Task directions: Return a copy of every line in the records that includes the word "quilted".

Stored data
══════════
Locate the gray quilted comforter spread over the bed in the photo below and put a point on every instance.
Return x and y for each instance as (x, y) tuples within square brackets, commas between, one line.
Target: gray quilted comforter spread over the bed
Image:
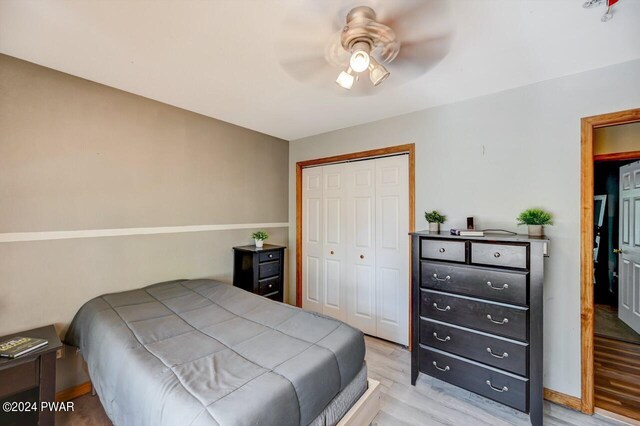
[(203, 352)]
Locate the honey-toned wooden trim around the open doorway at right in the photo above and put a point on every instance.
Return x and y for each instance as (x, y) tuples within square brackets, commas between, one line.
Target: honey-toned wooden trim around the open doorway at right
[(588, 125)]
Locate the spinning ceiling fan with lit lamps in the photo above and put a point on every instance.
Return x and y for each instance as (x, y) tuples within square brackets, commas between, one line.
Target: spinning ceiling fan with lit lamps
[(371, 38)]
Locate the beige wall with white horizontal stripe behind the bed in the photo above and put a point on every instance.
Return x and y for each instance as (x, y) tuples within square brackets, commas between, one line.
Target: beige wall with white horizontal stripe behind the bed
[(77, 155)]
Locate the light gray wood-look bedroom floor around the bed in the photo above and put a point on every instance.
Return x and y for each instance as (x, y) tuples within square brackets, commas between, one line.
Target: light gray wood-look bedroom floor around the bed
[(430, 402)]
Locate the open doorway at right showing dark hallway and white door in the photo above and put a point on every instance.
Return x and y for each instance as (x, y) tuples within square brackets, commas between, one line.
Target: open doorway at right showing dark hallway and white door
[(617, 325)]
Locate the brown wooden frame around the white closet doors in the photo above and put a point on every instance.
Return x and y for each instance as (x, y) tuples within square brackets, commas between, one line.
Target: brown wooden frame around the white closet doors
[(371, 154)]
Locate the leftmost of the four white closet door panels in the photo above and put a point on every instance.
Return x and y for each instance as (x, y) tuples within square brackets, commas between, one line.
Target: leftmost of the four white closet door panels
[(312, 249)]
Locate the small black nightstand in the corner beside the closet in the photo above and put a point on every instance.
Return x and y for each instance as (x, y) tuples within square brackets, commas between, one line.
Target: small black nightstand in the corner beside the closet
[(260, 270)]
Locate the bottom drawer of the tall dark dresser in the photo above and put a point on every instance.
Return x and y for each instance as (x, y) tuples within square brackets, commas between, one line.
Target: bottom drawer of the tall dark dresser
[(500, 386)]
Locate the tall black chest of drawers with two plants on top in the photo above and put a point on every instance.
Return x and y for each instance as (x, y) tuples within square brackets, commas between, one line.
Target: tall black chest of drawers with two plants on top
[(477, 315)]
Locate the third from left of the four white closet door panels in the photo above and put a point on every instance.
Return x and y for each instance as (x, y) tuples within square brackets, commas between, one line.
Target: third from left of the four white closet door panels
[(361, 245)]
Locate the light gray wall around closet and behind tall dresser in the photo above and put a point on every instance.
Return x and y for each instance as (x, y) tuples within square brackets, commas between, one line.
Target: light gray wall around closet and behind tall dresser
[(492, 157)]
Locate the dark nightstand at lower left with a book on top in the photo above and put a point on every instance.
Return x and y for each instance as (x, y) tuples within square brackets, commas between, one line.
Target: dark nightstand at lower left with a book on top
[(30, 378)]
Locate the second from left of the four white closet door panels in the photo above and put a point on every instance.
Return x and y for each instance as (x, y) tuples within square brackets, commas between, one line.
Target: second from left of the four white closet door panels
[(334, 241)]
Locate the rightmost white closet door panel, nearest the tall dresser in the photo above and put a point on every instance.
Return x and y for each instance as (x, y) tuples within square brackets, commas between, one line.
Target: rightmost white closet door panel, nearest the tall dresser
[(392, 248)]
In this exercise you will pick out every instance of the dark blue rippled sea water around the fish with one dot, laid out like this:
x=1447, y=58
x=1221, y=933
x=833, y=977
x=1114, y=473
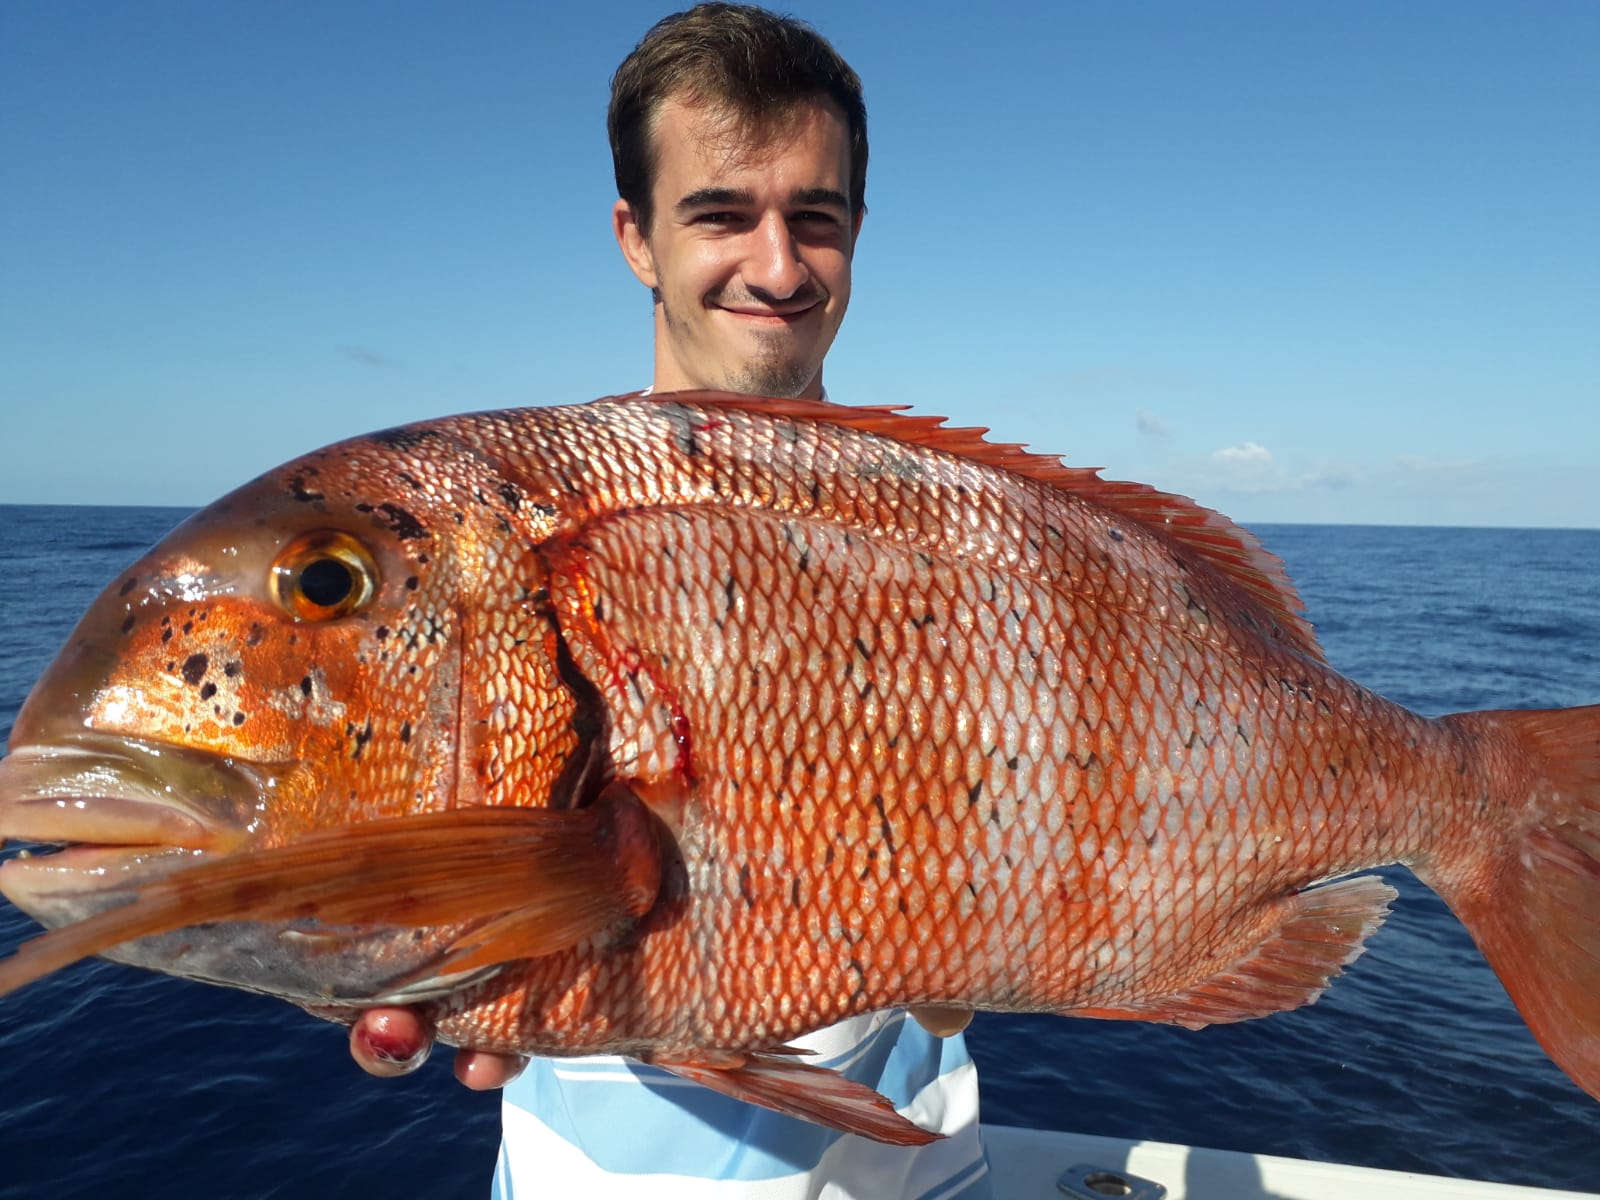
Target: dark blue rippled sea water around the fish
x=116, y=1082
══════════
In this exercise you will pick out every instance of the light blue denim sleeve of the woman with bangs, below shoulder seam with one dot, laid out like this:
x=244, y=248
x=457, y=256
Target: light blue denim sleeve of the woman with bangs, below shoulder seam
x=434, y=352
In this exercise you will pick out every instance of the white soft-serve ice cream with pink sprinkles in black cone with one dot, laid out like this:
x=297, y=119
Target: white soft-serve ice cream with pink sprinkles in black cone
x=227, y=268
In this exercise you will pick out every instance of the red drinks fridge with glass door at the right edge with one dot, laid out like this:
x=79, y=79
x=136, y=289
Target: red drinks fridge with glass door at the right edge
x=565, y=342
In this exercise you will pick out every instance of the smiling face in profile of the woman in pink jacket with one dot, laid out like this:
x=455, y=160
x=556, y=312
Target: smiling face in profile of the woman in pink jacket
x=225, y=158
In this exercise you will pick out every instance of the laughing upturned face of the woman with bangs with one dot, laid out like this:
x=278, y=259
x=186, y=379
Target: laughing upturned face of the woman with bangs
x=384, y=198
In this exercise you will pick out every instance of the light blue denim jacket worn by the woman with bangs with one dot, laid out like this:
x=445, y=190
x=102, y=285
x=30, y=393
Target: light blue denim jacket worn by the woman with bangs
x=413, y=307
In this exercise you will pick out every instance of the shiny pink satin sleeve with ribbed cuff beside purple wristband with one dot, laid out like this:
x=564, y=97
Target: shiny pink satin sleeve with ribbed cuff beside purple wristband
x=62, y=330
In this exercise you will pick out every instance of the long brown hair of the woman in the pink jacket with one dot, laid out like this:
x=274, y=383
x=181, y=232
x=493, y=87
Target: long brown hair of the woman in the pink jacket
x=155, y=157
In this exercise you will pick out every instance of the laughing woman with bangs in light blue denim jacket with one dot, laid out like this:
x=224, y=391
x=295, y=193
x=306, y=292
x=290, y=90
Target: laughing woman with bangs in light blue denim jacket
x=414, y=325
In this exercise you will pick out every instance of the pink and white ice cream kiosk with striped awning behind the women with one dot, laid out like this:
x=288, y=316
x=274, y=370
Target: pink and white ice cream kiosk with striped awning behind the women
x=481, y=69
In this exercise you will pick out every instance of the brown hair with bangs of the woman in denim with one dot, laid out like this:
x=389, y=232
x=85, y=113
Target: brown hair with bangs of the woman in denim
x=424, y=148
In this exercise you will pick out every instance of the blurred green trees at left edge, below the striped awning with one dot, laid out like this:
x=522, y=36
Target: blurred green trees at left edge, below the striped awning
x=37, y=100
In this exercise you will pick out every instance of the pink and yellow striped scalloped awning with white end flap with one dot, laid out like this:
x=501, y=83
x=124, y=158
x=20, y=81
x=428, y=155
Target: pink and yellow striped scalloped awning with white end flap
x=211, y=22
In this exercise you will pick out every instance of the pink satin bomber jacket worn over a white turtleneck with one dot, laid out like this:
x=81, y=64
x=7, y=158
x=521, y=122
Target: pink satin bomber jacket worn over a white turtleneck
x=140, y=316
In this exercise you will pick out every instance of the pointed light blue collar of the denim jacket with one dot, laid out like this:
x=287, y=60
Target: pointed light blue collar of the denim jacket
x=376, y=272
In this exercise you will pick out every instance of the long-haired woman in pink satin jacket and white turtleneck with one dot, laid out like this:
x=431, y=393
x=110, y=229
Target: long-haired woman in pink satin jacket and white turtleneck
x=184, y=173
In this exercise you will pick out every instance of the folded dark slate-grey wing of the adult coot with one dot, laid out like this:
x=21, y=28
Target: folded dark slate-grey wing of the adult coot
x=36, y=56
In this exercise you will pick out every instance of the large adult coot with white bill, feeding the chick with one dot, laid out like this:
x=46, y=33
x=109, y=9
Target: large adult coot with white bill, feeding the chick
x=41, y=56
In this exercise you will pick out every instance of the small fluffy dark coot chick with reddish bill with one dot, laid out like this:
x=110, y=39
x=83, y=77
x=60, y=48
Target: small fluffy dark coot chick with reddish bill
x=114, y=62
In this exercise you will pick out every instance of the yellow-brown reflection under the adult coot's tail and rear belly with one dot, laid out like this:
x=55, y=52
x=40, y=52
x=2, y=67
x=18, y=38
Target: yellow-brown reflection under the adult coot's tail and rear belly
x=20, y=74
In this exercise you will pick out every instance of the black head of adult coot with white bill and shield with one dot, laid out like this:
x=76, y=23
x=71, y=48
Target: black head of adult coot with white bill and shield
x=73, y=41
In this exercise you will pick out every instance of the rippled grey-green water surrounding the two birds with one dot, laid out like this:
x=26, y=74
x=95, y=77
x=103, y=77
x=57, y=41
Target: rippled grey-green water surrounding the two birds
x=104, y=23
══════════
Expected output:
Locate the gray quilted comforter spread over the bed in the photo below and put a point on every instance.
Target: gray quilted comforter spread over the bed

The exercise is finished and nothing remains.